*The problem*.
Every line in the listing below that holds the word "rabbit" should be returned.

*Material for this task*.
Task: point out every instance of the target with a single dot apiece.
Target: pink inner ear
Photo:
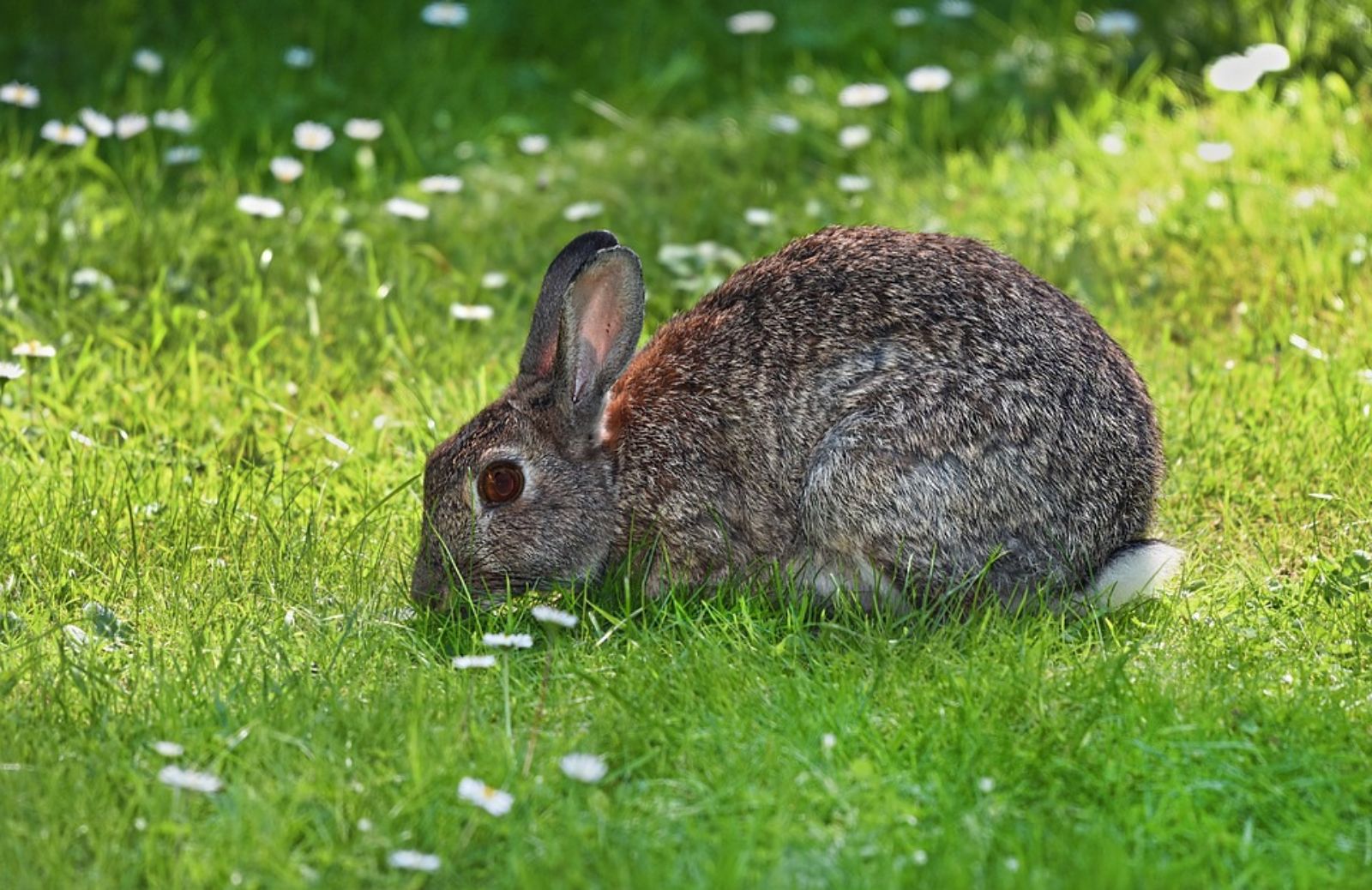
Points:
(545, 361)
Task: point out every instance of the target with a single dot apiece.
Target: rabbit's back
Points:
(916, 402)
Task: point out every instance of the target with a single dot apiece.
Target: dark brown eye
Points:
(501, 483)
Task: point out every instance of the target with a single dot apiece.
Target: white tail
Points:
(1134, 572)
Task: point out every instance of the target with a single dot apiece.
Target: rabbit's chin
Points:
(484, 594)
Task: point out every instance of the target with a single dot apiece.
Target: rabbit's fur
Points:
(889, 413)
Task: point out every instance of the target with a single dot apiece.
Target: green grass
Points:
(247, 519)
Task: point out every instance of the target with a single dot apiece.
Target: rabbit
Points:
(892, 416)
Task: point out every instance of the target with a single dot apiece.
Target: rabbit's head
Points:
(525, 492)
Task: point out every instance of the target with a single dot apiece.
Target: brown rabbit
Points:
(892, 414)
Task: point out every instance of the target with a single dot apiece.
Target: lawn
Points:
(210, 490)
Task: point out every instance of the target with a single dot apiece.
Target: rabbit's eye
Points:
(501, 483)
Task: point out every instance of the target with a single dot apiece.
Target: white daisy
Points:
(182, 153)
(310, 136)
(129, 125)
(784, 123)
(63, 133)
(363, 129)
(463, 311)
(287, 169)
(759, 217)
(441, 184)
(1307, 198)
(406, 208)
(190, 779)
(96, 123)
(1117, 23)
(168, 749)
(260, 206)
(1234, 73)
(549, 615)
(1214, 153)
(751, 22)
(864, 95)
(32, 349)
(589, 768)
(508, 640)
(907, 16)
(88, 279)
(582, 210)
(175, 119)
(533, 144)
(491, 800)
(1111, 144)
(299, 57)
(17, 93)
(413, 860)
(445, 14)
(930, 78)
(1269, 57)
(147, 62)
(854, 136)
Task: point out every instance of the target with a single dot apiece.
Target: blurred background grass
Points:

*Your response*.
Target: rabbit's back
Target: rabbit's chin
Target: rabbit's fur
Target: rabbit
Target: rabbit's head
Target: brown rabbit
Target: rabbit's eye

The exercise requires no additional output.